--- Begin Excerpted data ---
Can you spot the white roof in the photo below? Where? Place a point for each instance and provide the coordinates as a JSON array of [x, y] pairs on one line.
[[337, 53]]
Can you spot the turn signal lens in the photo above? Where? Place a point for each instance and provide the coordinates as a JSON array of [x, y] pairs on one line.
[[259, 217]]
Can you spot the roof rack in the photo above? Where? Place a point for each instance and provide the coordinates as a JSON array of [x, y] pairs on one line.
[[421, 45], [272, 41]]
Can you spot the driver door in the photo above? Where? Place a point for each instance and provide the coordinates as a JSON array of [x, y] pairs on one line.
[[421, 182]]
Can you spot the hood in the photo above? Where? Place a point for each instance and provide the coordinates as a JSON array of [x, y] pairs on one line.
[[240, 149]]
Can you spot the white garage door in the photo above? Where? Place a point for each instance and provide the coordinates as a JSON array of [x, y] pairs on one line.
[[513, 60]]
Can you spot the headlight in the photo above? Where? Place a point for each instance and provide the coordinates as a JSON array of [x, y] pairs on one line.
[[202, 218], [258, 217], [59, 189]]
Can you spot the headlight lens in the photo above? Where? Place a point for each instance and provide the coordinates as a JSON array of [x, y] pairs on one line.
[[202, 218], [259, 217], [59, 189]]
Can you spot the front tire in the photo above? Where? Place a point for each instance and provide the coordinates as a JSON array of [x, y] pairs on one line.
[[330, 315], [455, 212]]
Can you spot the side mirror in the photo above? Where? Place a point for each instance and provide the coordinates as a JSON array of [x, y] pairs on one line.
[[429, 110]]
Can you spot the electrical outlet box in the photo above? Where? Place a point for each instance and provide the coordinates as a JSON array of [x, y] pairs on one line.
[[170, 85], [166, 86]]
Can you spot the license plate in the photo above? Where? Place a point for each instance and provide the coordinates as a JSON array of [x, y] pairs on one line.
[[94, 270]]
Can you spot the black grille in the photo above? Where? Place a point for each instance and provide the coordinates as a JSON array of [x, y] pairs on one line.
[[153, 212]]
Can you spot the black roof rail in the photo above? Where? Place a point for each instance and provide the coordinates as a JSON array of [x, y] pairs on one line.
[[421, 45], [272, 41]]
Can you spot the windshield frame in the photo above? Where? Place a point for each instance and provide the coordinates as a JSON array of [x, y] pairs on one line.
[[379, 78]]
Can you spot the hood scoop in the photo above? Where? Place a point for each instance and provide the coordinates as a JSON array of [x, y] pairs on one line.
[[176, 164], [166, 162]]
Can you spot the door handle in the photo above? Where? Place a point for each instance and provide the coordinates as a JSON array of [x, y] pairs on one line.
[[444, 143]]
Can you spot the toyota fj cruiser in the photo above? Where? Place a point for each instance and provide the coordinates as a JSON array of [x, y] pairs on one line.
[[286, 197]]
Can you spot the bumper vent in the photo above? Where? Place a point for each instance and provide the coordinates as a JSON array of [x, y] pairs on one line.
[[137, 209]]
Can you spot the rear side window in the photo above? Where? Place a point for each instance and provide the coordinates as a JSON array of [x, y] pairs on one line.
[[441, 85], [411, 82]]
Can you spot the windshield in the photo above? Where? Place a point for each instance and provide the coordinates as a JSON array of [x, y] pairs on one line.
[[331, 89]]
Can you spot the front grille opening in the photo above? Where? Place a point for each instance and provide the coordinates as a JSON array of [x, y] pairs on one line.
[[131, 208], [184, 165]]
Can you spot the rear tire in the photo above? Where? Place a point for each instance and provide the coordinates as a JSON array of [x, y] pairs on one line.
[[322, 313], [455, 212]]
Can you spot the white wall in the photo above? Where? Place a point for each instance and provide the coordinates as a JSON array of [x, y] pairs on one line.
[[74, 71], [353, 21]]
--- End Excerpted data ---
**What you have to do:**
Rewrite all of the records above, changing "Can you spot" to "Can you find" wherever it appears and keeping everything else the same.

**Solution to the problem:**
Can you find the white roof in the photo below? Where? Place a point for each instance and provide the coordinates as a JSON array of [x, y] pairs on one line.
[[337, 53]]
Can you find the turn signal lens in the photo above? Where? Place a point for each instance and provide the coordinates as a JSON array of [x, y] pairs on one line.
[[259, 217]]
Can you find the roof rack in the photo above? Where? Place a point for each instance and provide the coordinates as a JSON array of [x, y] pairs on one line.
[[421, 45], [272, 41]]
Can you find the driver door in the photo above? Where? Place a point for each instance and provide the coordinates as a JSON array of [x, y] pairs on one line.
[[421, 182]]
Can you find the hood in the photo above? Where? Place a point for each instance and provide the coordinates as a JSON array of [x, y] pairs on one line.
[[240, 149]]
Can you find the white garage door in the photo above? Where? Place a point for each instance and provide the coordinates as a JSON array of [x, y] pairs on one line.
[[513, 60]]
Can you find the headlight in the photo above? Where? Place a point for each instance and provide the coordinates as a JSON array of [x, y] pairs on one line.
[[202, 218], [258, 217], [59, 189]]
Can you find the headlight lens in the photo above? Where? Place a point for each instance and provide the coordinates as a JSON array of [x, y] pairs on one line.
[[202, 218], [259, 217], [59, 189]]
Can you find the front tire in the photo above? Where? Place a point for each instance and provide the coordinates as a JSON array of [x, y] pairs on one line.
[[330, 315], [455, 212]]
Can you find the side mirror in the photo above? Where? Place a point for each instance and provide the coordinates as a JSON array of [x, y] pairs on one line.
[[429, 110]]
Can you find the electrical outlet box in the photo above? Where? Place a point for each instance and provide the coordinates as a JSON array of [x, y] pairs on one line.
[[170, 85], [166, 86]]
Can you find the license plate in the photo above? Where? Place a point for each instance and provide the coordinates as a JSON array of [x, y] pairs on one line.
[[94, 270]]
Can you find the black grille in the photo above? Where? Place a point for each instance and provide the coordinates as a JSON array of [x, y] pairs on one line.
[[153, 212]]
Can you find the black roof rail in the photo above? Where? Place a point for each instance and provide the coordinates as a JSON array of [x, y] pairs on one line.
[[421, 45], [272, 41]]
Can you find the windshield frame in the photo above? Where? Place a point for each instance and provide the coordinates as a JSON array of [x, y] pairs on one line.
[[379, 78]]
Can you find the hood scoop in the photo above? Where? Place a point for each instance and provide the coordinates as a JSON array of [x, y] pairs on one line.
[[176, 164], [166, 162]]
Can you find the door handle in the photo above? Where? Place a point for each instance and provide the coordinates as a JSON array of [x, y] pairs on one line.
[[444, 143]]
Can you find the toyota fj cruiser in the photo above? Where? Place a point for each instance and provide the coordinates as a JSON array of [x, y] pairs on one line.
[[286, 197]]
Can you find the bumper vent in the photo above? Where? Place a point for each instance and provide the coordinates as a JSON array of [x, y] pairs on one line.
[[137, 209]]
Can you find the rear side window in the photo above? Where? Place a point for each instance and provide the coordinates as a JSON array of [x, y] pairs on one line.
[[441, 85], [411, 82]]
Can you find the windshield in the photo above? Where? Place a point for each instance and provide the coordinates as a JSON array of [x, y] pairs on one line.
[[331, 89]]
Can you find the front grille opening in the photo above? Where? Place a point for each instance and provide the coordinates as a JSON array of [x, y] pairs on one line.
[[131, 208], [184, 165]]
Can you find the rear tire in the photo above? Where? Place a point for each instance and provide the coordinates as a JSON array of [x, y] pairs on one line.
[[322, 313], [455, 212]]
Can you find the white wall in the photo above? Where? Place a point for each instance and provide the coordinates as a JSON array of [x, y] pairs on one line.
[[74, 71], [353, 21]]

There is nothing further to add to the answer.